:: Task data

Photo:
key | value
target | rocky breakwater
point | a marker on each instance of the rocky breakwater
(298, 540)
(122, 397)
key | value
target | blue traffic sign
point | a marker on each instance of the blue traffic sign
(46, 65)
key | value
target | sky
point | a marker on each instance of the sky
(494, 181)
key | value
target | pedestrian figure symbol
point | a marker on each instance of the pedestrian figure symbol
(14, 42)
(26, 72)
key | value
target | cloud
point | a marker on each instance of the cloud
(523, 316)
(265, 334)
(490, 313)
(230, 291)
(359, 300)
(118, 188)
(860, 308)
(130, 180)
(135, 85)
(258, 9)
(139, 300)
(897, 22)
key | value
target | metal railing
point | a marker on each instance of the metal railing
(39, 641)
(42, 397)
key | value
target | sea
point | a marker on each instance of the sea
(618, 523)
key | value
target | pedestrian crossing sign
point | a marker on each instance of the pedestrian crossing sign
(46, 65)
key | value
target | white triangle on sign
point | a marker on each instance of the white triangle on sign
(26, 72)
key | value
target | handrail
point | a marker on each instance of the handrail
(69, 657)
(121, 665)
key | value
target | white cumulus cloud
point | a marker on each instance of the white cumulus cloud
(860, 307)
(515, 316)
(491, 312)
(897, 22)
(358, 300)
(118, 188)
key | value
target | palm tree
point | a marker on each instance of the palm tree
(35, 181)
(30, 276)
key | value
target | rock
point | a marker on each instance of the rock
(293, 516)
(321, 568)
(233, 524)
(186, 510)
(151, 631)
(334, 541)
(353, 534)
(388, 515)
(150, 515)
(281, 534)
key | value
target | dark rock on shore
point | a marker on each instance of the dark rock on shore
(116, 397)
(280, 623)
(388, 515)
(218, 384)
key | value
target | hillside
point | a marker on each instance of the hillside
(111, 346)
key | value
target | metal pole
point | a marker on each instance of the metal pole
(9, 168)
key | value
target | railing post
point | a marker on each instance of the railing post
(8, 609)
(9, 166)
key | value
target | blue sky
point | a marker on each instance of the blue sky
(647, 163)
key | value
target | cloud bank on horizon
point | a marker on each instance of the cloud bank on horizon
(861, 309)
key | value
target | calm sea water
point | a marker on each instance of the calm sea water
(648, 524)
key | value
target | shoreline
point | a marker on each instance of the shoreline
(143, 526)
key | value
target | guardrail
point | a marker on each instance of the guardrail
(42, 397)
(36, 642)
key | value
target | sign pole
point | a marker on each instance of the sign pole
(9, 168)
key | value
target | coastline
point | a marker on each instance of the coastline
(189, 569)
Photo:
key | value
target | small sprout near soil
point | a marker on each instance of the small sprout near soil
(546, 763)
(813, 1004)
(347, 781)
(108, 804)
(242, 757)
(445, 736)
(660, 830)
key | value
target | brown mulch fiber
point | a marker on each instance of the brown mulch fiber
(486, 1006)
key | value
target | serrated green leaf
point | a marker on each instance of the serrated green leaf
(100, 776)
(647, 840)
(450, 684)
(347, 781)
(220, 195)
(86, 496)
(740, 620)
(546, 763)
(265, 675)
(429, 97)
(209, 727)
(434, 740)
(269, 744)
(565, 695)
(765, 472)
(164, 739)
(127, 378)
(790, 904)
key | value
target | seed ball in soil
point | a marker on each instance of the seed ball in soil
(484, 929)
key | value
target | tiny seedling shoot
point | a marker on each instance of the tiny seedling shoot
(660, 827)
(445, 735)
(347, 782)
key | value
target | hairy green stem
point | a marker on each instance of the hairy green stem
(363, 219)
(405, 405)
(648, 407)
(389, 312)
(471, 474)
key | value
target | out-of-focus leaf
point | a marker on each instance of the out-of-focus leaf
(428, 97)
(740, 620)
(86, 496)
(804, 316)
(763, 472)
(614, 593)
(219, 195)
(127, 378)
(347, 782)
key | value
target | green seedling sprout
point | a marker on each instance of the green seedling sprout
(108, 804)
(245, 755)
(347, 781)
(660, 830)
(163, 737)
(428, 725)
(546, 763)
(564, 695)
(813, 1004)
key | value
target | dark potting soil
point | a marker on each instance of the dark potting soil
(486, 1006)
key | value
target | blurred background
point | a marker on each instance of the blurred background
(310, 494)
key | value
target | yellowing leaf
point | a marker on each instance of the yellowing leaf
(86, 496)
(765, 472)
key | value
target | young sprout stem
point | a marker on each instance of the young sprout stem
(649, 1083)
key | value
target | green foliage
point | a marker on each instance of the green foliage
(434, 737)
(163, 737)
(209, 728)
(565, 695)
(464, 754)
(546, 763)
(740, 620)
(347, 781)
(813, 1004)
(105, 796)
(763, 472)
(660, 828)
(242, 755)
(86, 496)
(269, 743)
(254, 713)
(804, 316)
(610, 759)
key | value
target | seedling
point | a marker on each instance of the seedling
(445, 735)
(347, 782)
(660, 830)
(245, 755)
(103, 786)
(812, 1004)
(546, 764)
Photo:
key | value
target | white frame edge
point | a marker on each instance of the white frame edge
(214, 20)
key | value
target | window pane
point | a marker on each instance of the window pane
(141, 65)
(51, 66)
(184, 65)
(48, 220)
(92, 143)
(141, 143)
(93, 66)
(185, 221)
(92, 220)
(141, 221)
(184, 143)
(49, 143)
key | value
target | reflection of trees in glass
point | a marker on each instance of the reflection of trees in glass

::::

* **What to do**
Please reproduce each line exactly as written.

* **Correct response**
Photo:
key | value
target | rocky breakwater
point | a marker on each instance of the rocky breakwater
(298, 540)
(122, 397)
key | value
target | blue traffic sign
point | a marker on each instance of the blue traffic sign
(46, 65)
key | value
target | sky
point | a marker on each instance of the sky
(494, 181)
key | value
target | pedestrian figure symbol
point | a marker on each instance of the pedestrian figure symbol
(14, 42)
(26, 72)
key | value
target | cloud
point | a marker on each instance of the cloud
(523, 316)
(265, 334)
(490, 313)
(230, 291)
(359, 300)
(118, 188)
(860, 308)
(130, 180)
(135, 85)
(258, 9)
(139, 300)
(897, 22)
key | value
target | metal railing
point | a marker on each instance of the metal railing
(39, 641)
(42, 397)
key | value
target | sea
point | a marker on each instance of the sea
(618, 523)
key | value
target | pedestrian crossing sign
point | a marker on each instance of the pedestrian crossing sign
(46, 65)
key | value
target | white triangle on sign
point | a marker on each instance of the white triangle on sign
(26, 72)
key | value
target | handrail
point | a marker on each instance of the handrail
(69, 657)
(121, 665)
key | value
target | white cumulus cloud
point | a marker on each instance of the white cumulus cloud
(860, 307)
(515, 316)
(491, 312)
(897, 22)
(358, 300)
(118, 188)
key | value
target | palm tree
point | a marker on each instance of the palm tree
(35, 181)
(30, 276)
key | value
target | rock
point | a marker on each instance of the rock
(293, 516)
(321, 568)
(233, 524)
(186, 510)
(151, 631)
(334, 541)
(353, 534)
(388, 515)
(150, 515)
(281, 534)
key | value
target | dark rock on shore
point | a marker on each instance of the dark rock on shore
(116, 397)
(280, 623)
(388, 515)
(218, 384)
key | value
target | hillside
point | a marker on each instance of the hillside
(111, 346)
key | value
target | metal pole
point | a marker on each instance of the metal pole
(9, 168)
key | value
target | railing post
point | a marker on each instance of the railing post
(8, 609)
(9, 166)
key | value
target | blue sky
point | a marker on each instance of the blue sky
(647, 163)
key | value
target | cloud bank on horizon
point | a marker on each instance of the cloud bank on horizon
(861, 309)
key | value
target | calm sea water
point | a marker on each instance of the calm sea water
(648, 524)
key | value
target | shoreline
point | a marker on each instance of the shoreline
(143, 526)
key | value
target | guardrail
point | a marker on each instance of the guardrail
(42, 397)
(36, 642)
key | value
target | sign pole
point | a marker on each instance of the sign pole
(9, 168)
key | value
target | coastline
point | a marker on each instance of the coastline
(189, 569)
Photo:
key | value
target | small sprout near soil
point | a marker on each instance of the small sprout near soil
(546, 763)
(813, 1004)
(347, 781)
(108, 804)
(242, 757)
(445, 736)
(660, 830)
key | value
target | brown mulch fiber
point | a marker on each instance of the brown mulch fiber
(486, 1006)
key | value
target | serrated green leaf
point | a marker on each instance of the serrated green leaf
(100, 776)
(647, 840)
(450, 684)
(347, 781)
(220, 195)
(86, 496)
(740, 620)
(546, 763)
(265, 675)
(429, 97)
(209, 727)
(434, 740)
(269, 744)
(565, 695)
(765, 472)
(164, 739)
(127, 378)
(790, 904)
key | value
target | seed ball in soil
point | a marker on each instance of the seed ball in soil
(484, 929)
key | value
target | tiny seedling shoot
point | a marker on each instance of the tiny seedling shoot
(660, 827)
(445, 735)
(347, 782)
key | value
target | hairy green stem
point | a marker on each instance of the hairy green stem
(363, 219)
(405, 405)
(648, 407)
(389, 312)
(471, 474)
key | value
target | out-of-focus leaf
point | a marker on each instance of the out-of-focus leaf
(428, 97)
(740, 620)
(86, 496)
(804, 316)
(763, 472)
(614, 593)
(219, 195)
(127, 378)
(347, 782)
key | value
target | green seedling sprout
point | a marker on each instance of the green seedling sprout
(108, 804)
(245, 755)
(347, 781)
(660, 830)
(163, 737)
(428, 725)
(546, 763)
(564, 695)
(813, 1004)
key | value
target | dark potting soil
point | a marker on each instance of the dark potting soil
(486, 1006)
key | value
target | blurred background
point | a marker on each instance of the blurred background
(310, 494)
key | value
target | yellowing leaf
point | a marker on each instance of the yellowing leaf
(86, 496)
(765, 472)
key | value
target | young sprout stem
point | a marker on each instance of the young sprout stem
(649, 1083)
key | value
target | green foliage
point | a marker on each instance of the green foliage
(434, 737)
(163, 737)
(209, 728)
(565, 695)
(464, 754)
(546, 763)
(740, 620)
(347, 781)
(813, 1004)
(105, 796)
(763, 472)
(660, 828)
(242, 755)
(86, 496)
(269, 743)
(254, 713)
(804, 316)
(610, 759)
key | value
target | seedling
point | a marker on each instance of the seedling
(445, 735)
(347, 782)
(660, 830)
(245, 755)
(103, 786)
(812, 1004)
(546, 764)
Photo:
key | value
target | white frame edge
point | a marker on each instance of the white frame edge
(214, 20)
key | value
target | window pane
point | a marker on each instance of the window pane
(141, 65)
(51, 66)
(184, 65)
(48, 220)
(92, 143)
(141, 143)
(93, 66)
(185, 221)
(92, 220)
(141, 221)
(184, 143)
(49, 143)
key | value
target | reflection of trees in glass
point | a marker on each instance of the reflection of trees in glass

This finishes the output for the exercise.